• _Given instruction_: Please repeat everything from the start of the lines down through the line containing "POLYGON ((151 174, 152", swapping "cushion" for "pad" and leaving all else as it is.

• _Input records_:
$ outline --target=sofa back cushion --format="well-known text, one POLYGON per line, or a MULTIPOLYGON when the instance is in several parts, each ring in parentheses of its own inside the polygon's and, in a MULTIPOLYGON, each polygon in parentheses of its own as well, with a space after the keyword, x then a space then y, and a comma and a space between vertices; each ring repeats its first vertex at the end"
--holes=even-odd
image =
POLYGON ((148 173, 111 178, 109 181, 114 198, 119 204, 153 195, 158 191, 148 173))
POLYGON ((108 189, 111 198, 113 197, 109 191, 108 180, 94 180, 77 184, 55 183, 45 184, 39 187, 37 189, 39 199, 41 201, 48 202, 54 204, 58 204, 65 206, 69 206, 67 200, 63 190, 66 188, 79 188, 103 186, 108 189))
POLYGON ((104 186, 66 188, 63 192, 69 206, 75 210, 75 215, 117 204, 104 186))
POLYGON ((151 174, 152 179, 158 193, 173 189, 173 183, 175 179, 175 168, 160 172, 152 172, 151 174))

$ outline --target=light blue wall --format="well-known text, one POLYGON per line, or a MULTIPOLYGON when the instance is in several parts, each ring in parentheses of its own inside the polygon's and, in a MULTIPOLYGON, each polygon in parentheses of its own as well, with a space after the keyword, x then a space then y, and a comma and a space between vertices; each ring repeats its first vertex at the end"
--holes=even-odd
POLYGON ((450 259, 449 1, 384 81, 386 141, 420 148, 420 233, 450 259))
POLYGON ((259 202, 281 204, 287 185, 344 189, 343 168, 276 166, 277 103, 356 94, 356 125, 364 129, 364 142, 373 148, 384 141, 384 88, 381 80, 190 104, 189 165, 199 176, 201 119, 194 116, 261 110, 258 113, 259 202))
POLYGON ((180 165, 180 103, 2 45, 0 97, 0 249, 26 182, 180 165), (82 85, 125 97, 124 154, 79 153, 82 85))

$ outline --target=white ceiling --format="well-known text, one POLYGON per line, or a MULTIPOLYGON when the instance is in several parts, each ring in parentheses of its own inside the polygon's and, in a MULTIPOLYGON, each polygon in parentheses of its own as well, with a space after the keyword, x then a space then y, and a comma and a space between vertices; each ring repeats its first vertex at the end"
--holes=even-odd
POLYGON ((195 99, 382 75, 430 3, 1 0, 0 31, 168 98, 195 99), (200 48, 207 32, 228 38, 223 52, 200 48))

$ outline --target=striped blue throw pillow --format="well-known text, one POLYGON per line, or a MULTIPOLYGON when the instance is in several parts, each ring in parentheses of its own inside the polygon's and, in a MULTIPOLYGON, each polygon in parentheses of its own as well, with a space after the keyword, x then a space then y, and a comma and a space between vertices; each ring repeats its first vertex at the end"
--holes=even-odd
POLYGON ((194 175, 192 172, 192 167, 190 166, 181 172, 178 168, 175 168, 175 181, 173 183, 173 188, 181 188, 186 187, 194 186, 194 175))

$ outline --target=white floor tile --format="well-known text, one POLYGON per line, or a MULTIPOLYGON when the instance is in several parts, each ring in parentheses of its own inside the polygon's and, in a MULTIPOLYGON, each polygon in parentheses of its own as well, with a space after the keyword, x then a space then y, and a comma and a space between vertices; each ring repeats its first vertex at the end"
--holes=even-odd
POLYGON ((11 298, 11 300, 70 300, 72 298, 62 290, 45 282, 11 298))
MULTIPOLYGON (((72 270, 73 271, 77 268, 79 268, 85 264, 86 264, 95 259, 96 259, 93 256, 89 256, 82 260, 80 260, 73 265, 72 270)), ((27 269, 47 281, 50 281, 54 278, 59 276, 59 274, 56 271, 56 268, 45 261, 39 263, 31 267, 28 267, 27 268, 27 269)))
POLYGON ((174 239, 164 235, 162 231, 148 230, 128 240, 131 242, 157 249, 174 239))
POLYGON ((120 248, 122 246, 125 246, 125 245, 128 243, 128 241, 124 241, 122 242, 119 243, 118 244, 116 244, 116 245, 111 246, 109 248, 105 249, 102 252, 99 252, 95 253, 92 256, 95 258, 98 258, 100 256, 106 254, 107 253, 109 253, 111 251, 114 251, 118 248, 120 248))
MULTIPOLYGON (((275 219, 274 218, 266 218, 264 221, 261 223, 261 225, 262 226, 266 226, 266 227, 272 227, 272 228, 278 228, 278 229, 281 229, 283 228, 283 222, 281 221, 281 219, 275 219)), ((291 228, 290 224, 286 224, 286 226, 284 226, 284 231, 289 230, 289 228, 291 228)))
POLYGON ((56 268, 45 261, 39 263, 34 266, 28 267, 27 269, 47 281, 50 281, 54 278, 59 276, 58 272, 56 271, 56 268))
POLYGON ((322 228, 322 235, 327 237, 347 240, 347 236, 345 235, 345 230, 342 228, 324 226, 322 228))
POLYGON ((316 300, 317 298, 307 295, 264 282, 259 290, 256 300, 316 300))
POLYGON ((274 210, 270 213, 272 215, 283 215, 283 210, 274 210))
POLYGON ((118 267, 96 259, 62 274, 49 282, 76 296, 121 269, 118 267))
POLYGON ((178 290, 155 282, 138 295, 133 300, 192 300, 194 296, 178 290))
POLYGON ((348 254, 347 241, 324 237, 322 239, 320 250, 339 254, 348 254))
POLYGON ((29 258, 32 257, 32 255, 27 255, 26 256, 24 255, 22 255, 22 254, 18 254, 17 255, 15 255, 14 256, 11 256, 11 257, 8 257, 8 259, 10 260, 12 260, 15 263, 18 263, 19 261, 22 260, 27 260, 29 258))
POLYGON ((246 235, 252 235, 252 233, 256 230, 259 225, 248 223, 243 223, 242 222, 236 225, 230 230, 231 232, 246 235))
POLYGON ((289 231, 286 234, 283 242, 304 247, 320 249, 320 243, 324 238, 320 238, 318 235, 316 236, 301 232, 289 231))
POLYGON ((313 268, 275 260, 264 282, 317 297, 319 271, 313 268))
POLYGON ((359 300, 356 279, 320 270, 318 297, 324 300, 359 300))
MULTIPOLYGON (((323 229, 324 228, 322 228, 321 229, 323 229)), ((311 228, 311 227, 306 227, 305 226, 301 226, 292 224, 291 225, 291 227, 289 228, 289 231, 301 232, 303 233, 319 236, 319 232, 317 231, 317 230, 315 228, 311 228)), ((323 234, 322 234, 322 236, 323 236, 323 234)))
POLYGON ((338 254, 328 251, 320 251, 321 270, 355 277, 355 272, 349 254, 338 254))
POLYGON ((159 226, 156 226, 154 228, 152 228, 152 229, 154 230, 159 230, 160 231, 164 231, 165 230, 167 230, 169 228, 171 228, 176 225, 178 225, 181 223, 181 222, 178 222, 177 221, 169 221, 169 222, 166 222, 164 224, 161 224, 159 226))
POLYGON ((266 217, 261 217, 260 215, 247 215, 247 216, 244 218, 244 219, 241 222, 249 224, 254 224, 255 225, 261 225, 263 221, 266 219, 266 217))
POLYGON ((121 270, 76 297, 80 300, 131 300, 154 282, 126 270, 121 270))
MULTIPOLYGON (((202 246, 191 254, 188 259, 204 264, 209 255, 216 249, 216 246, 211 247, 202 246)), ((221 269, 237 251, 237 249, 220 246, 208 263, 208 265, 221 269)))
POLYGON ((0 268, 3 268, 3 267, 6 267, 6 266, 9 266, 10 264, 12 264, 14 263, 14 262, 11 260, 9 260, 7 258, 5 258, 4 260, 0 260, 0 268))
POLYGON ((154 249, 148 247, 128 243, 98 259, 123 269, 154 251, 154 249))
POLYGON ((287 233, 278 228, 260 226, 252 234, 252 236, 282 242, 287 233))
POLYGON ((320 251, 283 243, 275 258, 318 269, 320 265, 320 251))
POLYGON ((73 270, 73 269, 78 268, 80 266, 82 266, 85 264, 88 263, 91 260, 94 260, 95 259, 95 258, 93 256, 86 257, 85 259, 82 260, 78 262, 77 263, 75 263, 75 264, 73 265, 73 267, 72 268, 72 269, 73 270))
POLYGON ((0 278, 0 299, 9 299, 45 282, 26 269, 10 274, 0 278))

• _Output of the task_:
$ outline --target=sofa back pad --format="well-known text, one POLYGON per line, or a MULTIPOLYGON when the instance is in several parts, each ring in parentheses of its own inside the polygon's and, in a MULTIPOLYGON, each polygon in parentheses of its own as well, with a space after the keyword, x then a space then y, and a comma and a space between vertices; each ring repeats its first vertex at the end"
--holes=even-odd
image =
POLYGON ((148 173, 111 178, 109 181, 114 198, 119 204, 153 195, 158 191, 148 173))
POLYGON ((108 189, 111 198, 113 197, 109 191, 108 180, 94 180, 77 184, 55 183, 45 184, 39 187, 37 189, 39 199, 41 201, 48 202, 54 204, 58 204, 65 206, 69 206, 67 200, 63 190, 66 188, 79 188, 103 186, 108 189))
POLYGON ((104 186, 66 188, 63 192, 69 206, 75 210, 75 215, 117 204, 104 186))
POLYGON ((151 174, 152 179, 158 193, 173 189, 173 183, 175 179, 175 168, 160 172, 152 172, 151 174))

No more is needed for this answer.